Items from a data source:
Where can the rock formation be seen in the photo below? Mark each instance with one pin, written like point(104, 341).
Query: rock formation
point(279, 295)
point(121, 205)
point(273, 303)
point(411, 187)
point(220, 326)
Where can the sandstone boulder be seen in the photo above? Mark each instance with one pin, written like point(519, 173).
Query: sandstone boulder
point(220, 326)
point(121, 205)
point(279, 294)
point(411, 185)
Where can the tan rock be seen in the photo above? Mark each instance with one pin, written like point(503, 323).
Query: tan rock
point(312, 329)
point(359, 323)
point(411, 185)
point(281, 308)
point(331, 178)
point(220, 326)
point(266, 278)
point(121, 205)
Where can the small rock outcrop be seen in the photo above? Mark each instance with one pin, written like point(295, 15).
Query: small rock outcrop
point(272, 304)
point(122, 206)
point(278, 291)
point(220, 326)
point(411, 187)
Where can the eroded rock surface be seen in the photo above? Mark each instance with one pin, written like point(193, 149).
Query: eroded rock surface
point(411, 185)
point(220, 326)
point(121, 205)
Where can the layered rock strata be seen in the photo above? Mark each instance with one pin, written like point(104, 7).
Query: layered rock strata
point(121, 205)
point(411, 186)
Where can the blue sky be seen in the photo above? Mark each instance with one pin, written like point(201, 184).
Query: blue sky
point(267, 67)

Task objective: Reproduce all of the entries above word for word, changing nothing.

Answer in full:
Where can the rock formation be seen in the photo below? Mark each instance with one pin, written like point(104, 341).
Query: rock formation
point(279, 295)
point(121, 205)
point(273, 303)
point(411, 187)
point(220, 326)
Where can the sandstone boulder be seen in the photo above? Mark each instance with one pin, written like point(519, 173).
Query: sandstone boulder
point(220, 326)
point(121, 205)
point(279, 294)
point(411, 185)
Where can the tan rock be seen in the photo above? Mark each instance with one pin, written like point(503, 323).
Query: tan rock
point(312, 329)
point(359, 323)
point(411, 185)
point(281, 308)
point(331, 178)
point(220, 326)
point(266, 278)
point(121, 205)
Where can the small rock outcrop be seen in the photo above? Mark each instance with one pin, written like point(295, 15).
Query: small rock outcrop
point(272, 304)
point(122, 206)
point(278, 291)
point(220, 326)
point(411, 187)
Where can the eroded rock surface be seen in the photo above? Mark each instance with one pin, written like point(193, 149).
Query: eroded rock surface
point(411, 185)
point(220, 326)
point(121, 205)
Where can the layered rock strata be seen in the photo above? Mark each instance with one pin, written like point(104, 7).
Query: layered rock strata
point(121, 205)
point(411, 186)
Where can the blue sky be seen in the photo above? Mark each instance with one pin, written like point(201, 184).
Query: blue sky
point(267, 67)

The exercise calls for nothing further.